** TEXTAUSZUG **
######
Musik in schwierigen Zeiten - 372

Sehr geehrte Damen und Herren,
liebe Freunde der Kirchenmusik,

die berühmteste Serenade von Wolfgang Amadeus Mozart ist mit Sicherheit "Eine kleine Nachtmusik" - heute soll jedoch eine andere Serenade des Salzburger Meisters im Mittelpunkt stehen: Die Serenata notturna D-Dur KV 239.

Im Dezember 1771 starb der Salzburger Fürsterzbischof Siegmund Christoph Graf Schrattenbach, der bis dahin Dienstherr der Mozarts war. Anfang des nächsten Jahres folgte ihm mit dem reformistischen Grafen Hieronymus von Colloredo, einem Sohn des kaiserlichen Vizekanzlers, ein weniger einfühlsamer Kirchenmann nach. Der neue Erzbischof betrachtete die Aktivitäten der Mozarts aus demselben Blickwinkel wie Kaiserin Maria Theresia, die im September 1771 ihrem Sohn Ferdinand gegenüber geäußert hatte, er solle „solchen Leuten weder Titel noch Ämter verleihen, die sie doch nur schänden, wenn sie dann wie Bettler durch die Welt ziehen”.
######
** ARBEITSANWEISUNGEN **
- a) Schreiben Sie den Textauszug über Mozarts Serenata notturna vollständig und unverändert ab.
- b) Aktualisieren Sie die Zeilen weiter unten von der Zeile mit „# point at: the child's outstretched“ bis zur letzten Zeile, indem Sie „child's“ durch „kid's“ ersetzen und alles andere unverändert lassen. Geben Sie nur diese Zeilen wieder und lassen Sie die Bilder dabei weg.
######
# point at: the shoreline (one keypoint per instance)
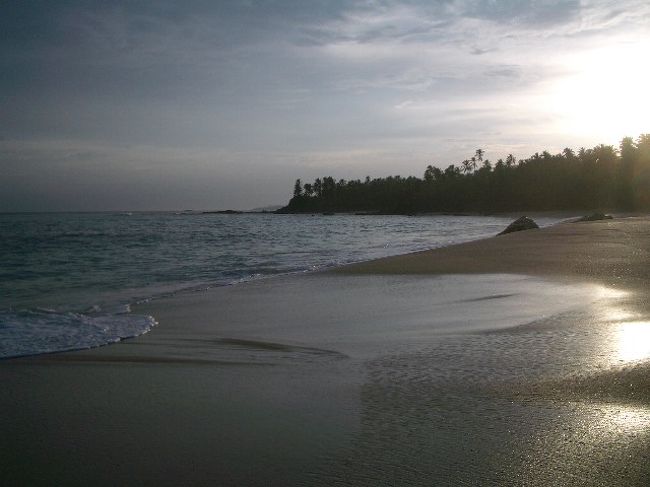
(448, 365)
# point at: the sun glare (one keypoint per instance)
(634, 341)
(606, 93)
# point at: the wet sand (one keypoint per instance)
(445, 367)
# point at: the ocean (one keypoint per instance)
(67, 280)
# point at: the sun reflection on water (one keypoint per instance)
(634, 340)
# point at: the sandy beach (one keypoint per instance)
(521, 359)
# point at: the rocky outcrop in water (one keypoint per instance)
(522, 223)
(594, 217)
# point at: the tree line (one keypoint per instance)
(600, 178)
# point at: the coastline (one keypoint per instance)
(225, 391)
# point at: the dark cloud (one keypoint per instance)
(292, 78)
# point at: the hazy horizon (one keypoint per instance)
(204, 105)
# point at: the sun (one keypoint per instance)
(605, 93)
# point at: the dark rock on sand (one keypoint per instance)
(522, 223)
(594, 217)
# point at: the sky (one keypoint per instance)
(164, 105)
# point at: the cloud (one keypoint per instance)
(198, 91)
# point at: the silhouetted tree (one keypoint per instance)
(297, 188)
(598, 178)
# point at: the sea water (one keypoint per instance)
(67, 279)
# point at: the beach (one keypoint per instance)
(520, 359)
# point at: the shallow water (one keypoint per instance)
(66, 279)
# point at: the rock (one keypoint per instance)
(594, 217)
(522, 223)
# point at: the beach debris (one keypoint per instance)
(594, 217)
(521, 223)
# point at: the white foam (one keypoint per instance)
(31, 332)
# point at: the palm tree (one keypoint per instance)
(297, 188)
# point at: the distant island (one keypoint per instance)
(603, 177)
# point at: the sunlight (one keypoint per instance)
(634, 340)
(606, 93)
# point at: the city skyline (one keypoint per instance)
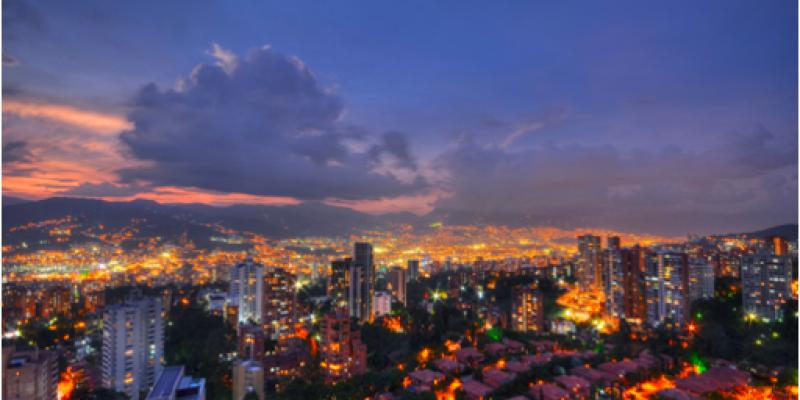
(661, 119)
(419, 200)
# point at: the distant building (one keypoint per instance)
(56, 301)
(397, 284)
(278, 309)
(780, 247)
(362, 283)
(341, 352)
(413, 270)
(701, 280)
(173, 384)
(133, 345)
(215, 302)
(633, 285)
(251, 340)
(248, 377)
(382, 303)
(338, 287)
(527, 310)
(247, 290)
(613, 278)
(29, 374)
(589, 262)
(766, 285)
(667, 293)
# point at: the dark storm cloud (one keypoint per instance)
(260, 125)
(394, 144)
(21, 18)
(16, 152)
(748, 180)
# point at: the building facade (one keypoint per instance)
(247, 291)
(701, 280)
(342, 354)
(667, 294)
(766, 285)
(29, 374)
(527, 310)
(133, 345)
(396, 281)
(278, 309)
(588, 271)
(248, 377)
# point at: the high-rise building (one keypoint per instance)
(667, 293)
(613, 242)
(338, 282)
(174, 384)
(780, 247)
(701, 280)
(247, 290)
(613, 278)
(248, 377)
(527, 309)
(382, 304)
(413, 270)
(278, 309)
(396, 281)
(362, 283)
(633, 285)
(133, 345)
(341, 352)
(56, 301)
(589, 271)
(251, 339)
(29, 374)
(766, 285)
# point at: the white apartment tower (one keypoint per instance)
(133, 345)
(247, 290)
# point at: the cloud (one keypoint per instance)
(9, 61)
(16, 152)
(170, 195)
(21, 19)
(262, 125)
(104, 189)
(89, 120)
(751, 182)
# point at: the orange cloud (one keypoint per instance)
(91, 120)
(177, 195)
(420, 204)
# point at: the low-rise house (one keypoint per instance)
(448, 366)
(713, 380)
(475, 390)
(548, 391)
(423, 380)
(469, 356)
(495, 377)
(594, 376)
(574, 384)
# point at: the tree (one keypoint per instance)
(197, 339)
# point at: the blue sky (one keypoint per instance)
(630, 77)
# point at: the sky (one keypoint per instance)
(670, 117)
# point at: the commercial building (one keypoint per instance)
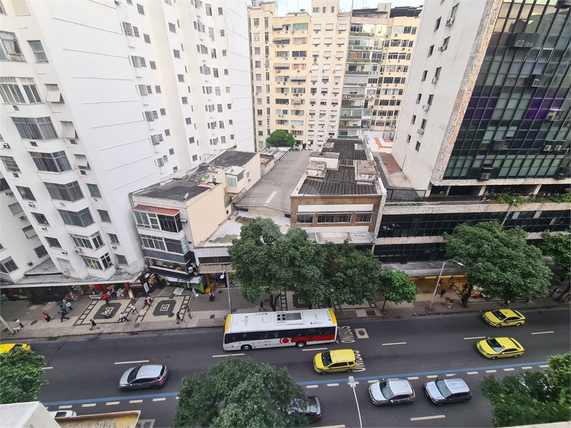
(101, 99)
(484, 129)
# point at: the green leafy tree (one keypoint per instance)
(240, 393)
(531, 397)
(499, 261)
(20, 373)
(280, 138)
(397, 287)
(558, 247)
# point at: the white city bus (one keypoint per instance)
(284, 328)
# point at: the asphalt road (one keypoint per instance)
(83, 374)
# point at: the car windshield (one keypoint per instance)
(133, 375)
(499, 315)
(444, 391)
(386, 390)
(495, 345)
(326, 358)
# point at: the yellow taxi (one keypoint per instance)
(499, 347)
(7, 347)
(339, 360)
(504, 318)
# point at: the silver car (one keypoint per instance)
(144, 376)
(391, 391)
(445, 391)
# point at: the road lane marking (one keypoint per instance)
(425, 418)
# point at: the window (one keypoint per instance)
(104, 215)
(8, 265)
(38, 50)
(9, 47)
(334, 218)
(65, 192)
(53, 242)
(40, 218)
(82, 218)
(51, 162)
(39, 128)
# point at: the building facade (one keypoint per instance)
(101, 99)
(484, 129)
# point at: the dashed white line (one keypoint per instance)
(131, 362)
(425, 418)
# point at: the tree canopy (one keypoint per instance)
(280, 138)
(531, 398)
(266, 261)
(239, 392)
(20, 373)
(499, 261)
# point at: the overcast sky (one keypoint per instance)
(285, 6)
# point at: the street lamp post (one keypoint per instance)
(353, 385)
(440, 276)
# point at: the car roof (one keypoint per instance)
(342, 355)
(456, 385)
(400, 386)
(149, 370)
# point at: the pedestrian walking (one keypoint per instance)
(93, 325)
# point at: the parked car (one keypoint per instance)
(392, 391)
(144, 376)
(504, 318)
(312, 410)
(7, 347)
(499, 347)
(339, 360)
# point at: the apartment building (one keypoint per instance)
(101, 99)
(297, 71)
(484, 127)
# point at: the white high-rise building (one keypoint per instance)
(101, 99)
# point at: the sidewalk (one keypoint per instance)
(161, 317)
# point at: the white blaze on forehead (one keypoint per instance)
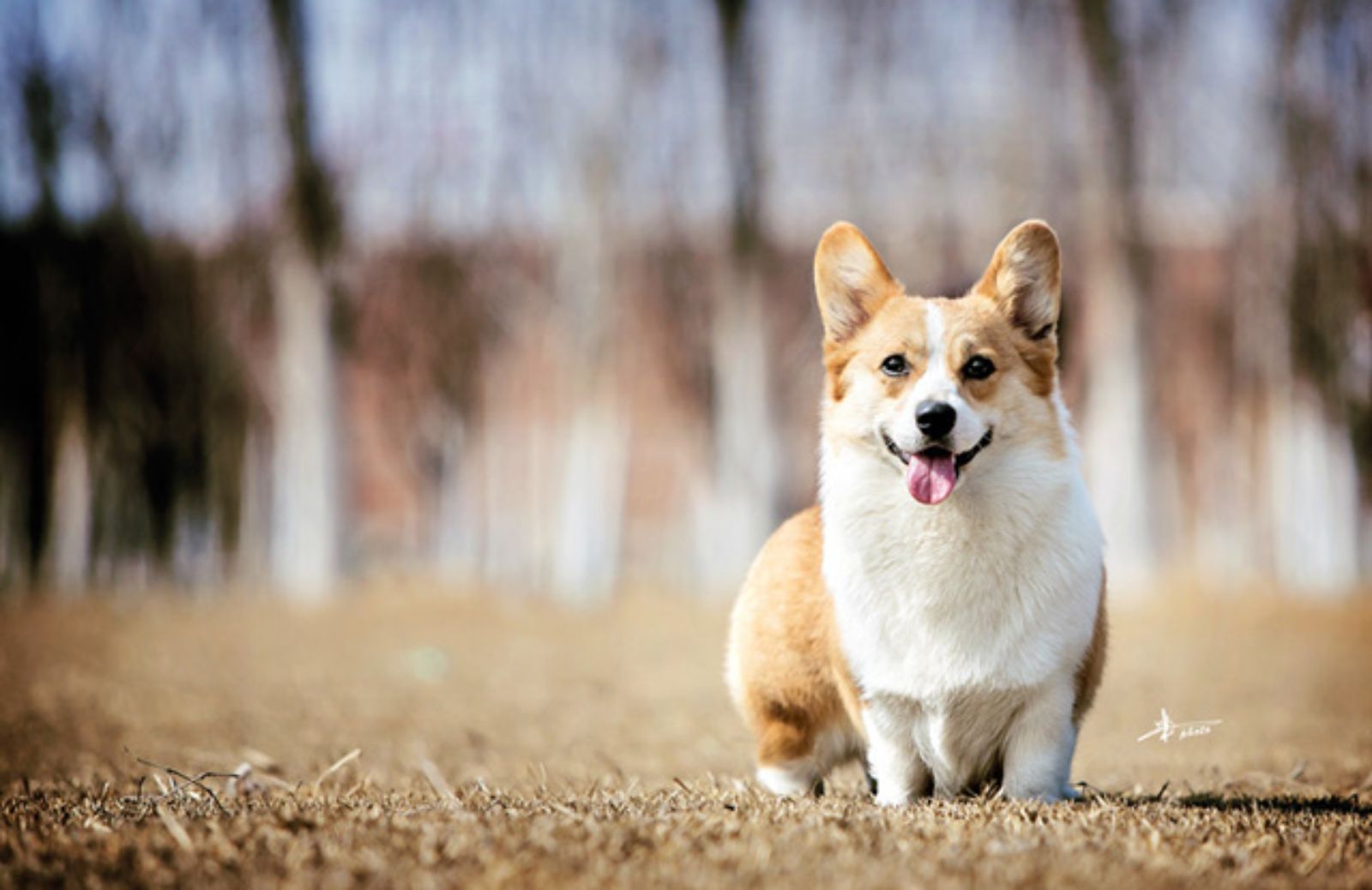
(935, 384)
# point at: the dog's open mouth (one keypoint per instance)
(932, 473)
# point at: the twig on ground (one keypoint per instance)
(436, 779)
(342, 761)
(198, 780)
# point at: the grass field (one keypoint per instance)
(514, 743)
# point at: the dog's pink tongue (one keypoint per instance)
(930, 478)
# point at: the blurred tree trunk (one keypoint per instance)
(1122, 448)
(741, 502)
(305, 443)
(590, 462)
(1312, 413)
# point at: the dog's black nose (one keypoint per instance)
(935, 418)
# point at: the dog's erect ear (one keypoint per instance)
(1026, 277)
(851, 281)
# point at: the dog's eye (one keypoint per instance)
(978, 368)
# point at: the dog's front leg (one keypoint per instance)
(900, 773)
(1040, 745)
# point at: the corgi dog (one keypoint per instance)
(940, 613)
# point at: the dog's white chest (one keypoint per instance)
(992, 592)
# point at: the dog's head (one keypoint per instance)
(930, 384)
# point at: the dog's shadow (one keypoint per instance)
(1286, 804)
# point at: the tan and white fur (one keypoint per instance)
(942, 612)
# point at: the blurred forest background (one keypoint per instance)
(518, 294)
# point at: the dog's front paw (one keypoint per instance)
(1050, 794)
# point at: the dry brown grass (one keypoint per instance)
(521, 745)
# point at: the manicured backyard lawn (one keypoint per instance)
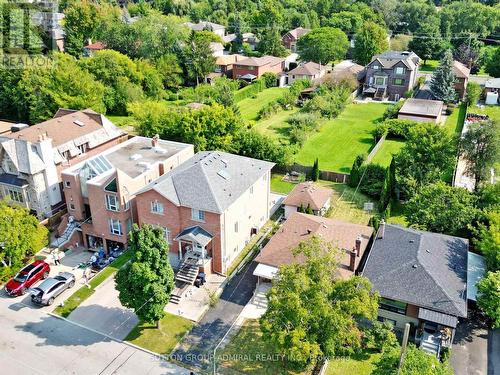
(389, 148)
(250, 107)
(276, 126)
(358, 364)
(340, 140)
(248, 353)
(162, 340)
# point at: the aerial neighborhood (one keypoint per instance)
(264, 187)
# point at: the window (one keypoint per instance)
(167, 235)
(111, 202)
(399, 70)
(157, 207)
(115, 227)
(197, 215)
(16, 195)
(392, 305)
(399, 81)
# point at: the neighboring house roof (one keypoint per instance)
(308, 194)
(492, 83)
(460, 70)
(96, 46)
(210, 181)
(204, 25)
(421, 268)
(229, 59)
(298, 32)
(300, 227)
(390, 58)
(419, 107)
(308, 69)
(261, 61)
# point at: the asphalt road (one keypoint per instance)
(197, 347)
(34, 342)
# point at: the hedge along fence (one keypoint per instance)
(248, 91)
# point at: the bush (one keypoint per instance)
(393, 110)
(270, 79)
(306, 121)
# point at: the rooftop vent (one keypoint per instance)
(135, 156)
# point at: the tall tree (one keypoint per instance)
(442, 208)
(198, 57)
(489, 297)
(427, 43)
(425, 158)
(313, 313)
(370, 40)
(146, 282)
(443, 80)
(323, 45)
(20, 235)
(480, 147)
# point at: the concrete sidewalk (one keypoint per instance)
(103, 312)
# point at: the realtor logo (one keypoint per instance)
(28, 30)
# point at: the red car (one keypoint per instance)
(25, 278)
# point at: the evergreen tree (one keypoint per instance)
(443, 80)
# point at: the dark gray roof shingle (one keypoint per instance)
(422, 268)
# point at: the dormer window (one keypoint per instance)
(399, 70)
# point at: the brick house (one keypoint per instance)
(254, 67)
(209, 206)
(462, 78)
(100, 191)
(422, 279)
(351, 239)
(390, 75)
(290, 39)
(32, 158)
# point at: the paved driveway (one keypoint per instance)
(103, 312)
(33, 342)
(197, 347)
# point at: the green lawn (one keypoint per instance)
(279, 186)
(250, 107)
(340, 140)
(85, 292)
(358, 364)
(389, 148)
(429, 66)
(276, 126)
(162, 340)
(247, 353)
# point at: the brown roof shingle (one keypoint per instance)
(307, 193)
(300, 227)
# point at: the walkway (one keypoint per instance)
(197, 347)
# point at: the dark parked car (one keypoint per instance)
(46, 292)
(25, 278)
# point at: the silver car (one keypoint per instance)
(48, 290)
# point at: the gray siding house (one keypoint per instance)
(391, 74)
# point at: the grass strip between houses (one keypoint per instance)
(85, 292)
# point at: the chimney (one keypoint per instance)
(352, 260)
(154, 141)
(358, 246)
(381, 229)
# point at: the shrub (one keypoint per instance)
(392, 110)
(270, 79)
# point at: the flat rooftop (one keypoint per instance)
(422, 107)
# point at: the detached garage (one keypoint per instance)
(422, 110)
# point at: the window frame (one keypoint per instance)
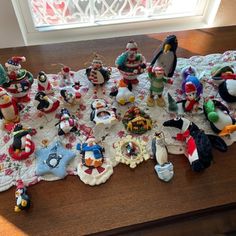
(33, 36)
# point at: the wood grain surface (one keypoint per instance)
(131, 202)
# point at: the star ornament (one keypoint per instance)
(53, 160)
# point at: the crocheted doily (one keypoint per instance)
(11, 170)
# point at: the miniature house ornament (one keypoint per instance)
(137, 121)
(19, 81)
(163, 168)
(22, 146)
(94, 168)
(131, 63)
(66, 76)
(97, 74)
(103, 113)
(131, 151)
(8, 109)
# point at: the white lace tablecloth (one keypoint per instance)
(11, 170)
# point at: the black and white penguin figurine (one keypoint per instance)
(22, 198)
(198, 145)
(46, 104)
(221, 122)
(166, 57)
(225, 78)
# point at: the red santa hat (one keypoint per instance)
(131, 46)
(20, 184)
(66, 69)
(2, 92)
(90, 139)
(15, 61)
(190, 87)
(158, 70)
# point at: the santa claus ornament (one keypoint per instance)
(44, 84)
(97, 74)
(131, 63)
(19, 80)
(22, 146)
(8, 110)
(94, 168)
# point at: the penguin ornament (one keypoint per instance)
(166, 57)
(226, 80)
(218, 115)
(198, 144)
(67, 123)
(46, 104)
(23, 145)
(22, 198)
(8, 110)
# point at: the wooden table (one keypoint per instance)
(132, 201)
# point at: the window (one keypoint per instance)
(46, 21)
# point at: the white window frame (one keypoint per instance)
(32, 36)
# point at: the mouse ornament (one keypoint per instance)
(22, 198)
(123, 93)
(163, 168)
(97, 74)
(166, 57)
(22, 146)
(103, 113)
(94, 168)
(131, 63)
(157, 83)
(66, 76)
(198, 144)
(9, 111)
(46, 104)
(71, 96)
(218, 115)
(67, 123)
(225, 78)
(44, 84)
(18, 81)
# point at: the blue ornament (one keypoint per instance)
(53, 159)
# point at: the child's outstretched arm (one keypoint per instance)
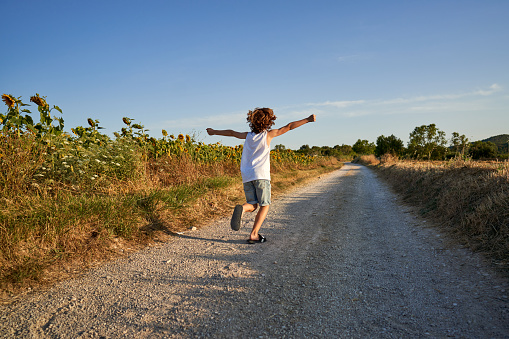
(227, 133)
(293, 125)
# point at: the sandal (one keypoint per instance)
(261, 239)
(236, 217)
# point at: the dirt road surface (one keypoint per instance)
(344, 259)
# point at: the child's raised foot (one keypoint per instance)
(237, 217)
(261, 238)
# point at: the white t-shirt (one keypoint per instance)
(255, 162)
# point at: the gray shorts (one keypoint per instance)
(257, 192)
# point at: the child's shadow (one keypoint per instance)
(157, 225)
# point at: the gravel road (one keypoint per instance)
(343, 258)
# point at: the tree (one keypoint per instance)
(390, 144)
(363, 147)
(459, 143)
(344, 149)
(483, 150)
(427, 142)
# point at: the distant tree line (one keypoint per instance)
(426, 142)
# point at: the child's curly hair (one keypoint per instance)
(260, 119)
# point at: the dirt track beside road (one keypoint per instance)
(344, 258)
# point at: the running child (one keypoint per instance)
(255, 165)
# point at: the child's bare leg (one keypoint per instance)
(247, 207)
(259, 219)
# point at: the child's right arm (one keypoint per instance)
(227, 133)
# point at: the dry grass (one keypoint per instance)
(470, 199)
(367, 160)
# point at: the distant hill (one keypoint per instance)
(501, 141)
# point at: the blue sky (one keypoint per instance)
(365, 68)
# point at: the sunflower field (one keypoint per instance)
(67, 195)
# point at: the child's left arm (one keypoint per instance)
(227, 133)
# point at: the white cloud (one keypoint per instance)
(338, 104)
######
** ERGEBNISSE **
- a)
Musik in schwierigen Zeiten - 372

Sehr geehrte Damen und Herren,
liebe Freunde der Kirchenmusik,

die berühmteste Serenade von Wolfgang Amadeus Mozart ist mit Sicherheit "Eine kleine Nachtmusik" - heute soll jedoch eine andere Serenade des Salzburger Meisters im Mittelpunkt stehen: Die Serenata notturna D-Dur KV 239.

Im Dezember 1771 starb der Salzburger Fürsterzbischof Siegmund Christoph Graf Schrattenbach, der bis dahin Dienstherr der Mozarts war. Anfang des nächsten Jahres folgte ihm mit dem reformistischen Grafen Hieronymus von Colloredo, einem Sohn des kaiserlichen Vizekanzlers, ein weniger einfühlsamer Kirchenmann nach. Der neue Erzbischof betrachtete die Aktivitäten der Mozarts aus demselben Blickwinkel wie Kaiserin Maria Theresia, die im September 1771 ihrem Sohn Ferdinand gegenüber geäußert hatte, er solle „solchen Leuten weder Titel noch Ämter verleihen, die sie doch nur schänden, wenn sie dann wie Bettler durch die Welt ziehen”.

- b)
# point at: the kid's outstretched arm (one keypoint per instance)
(227, 133)
(293, 125)
# point at: the sandal (one keypoint per instance)
(261, 239)
(236, 217)
# point at: the dirt road surface (one keypoint per instance)
(344, 259)
# point at: the kid's raised foot (one keypoint per instance)
(237, 217)
(261, 238)
# point at: the white t-shirt (one keypoint per instance)
(255, 162)
# point at: the gray shorts (one keypoint per instance)
(257, 192)
# point at: the kid's shadow (one keypoint per instance)
(157, 225)
# point at: the gravel road (one keypoint per instance)
(343, 258)
# point at: the tree (one keypoint per instance)
(390, 144)
(363, 147)
(459, 143)
(344, 149)
(483, 150)
(427, 142)
# point at: the distant tree line (one keypoint per instance)
(426, 142)
# point at: the kid's curly hair (one keypoint per instance)
(260, 119)
# point at: the dirt track beside road (one keypoint per instance)
(344, 258)
# point at: the running child (one keypoint per instance)
(255, 165)
# point at: the kid's bare leg (one keypoint per instance)
(247, 207)
(259, 219)
# point at: the kid's right arm (one keypoint per instance)
(227, 133)
# point at: the dry grass (one keypoint per instance)
(470, 199)
(367, 160)
# point at: the distant hill (one keypoint per instance)
(501, 141)
# point at: the blue sky (one keypoint per instance)
(365, 68)
# point at: the sunflower field (one keypoint per instance)
(67, 195)
# point at: the kid's left arm (one keypoint per instance)
(227, 133)
# point at: the white cloud (one keypoint per instance)
(338, 104)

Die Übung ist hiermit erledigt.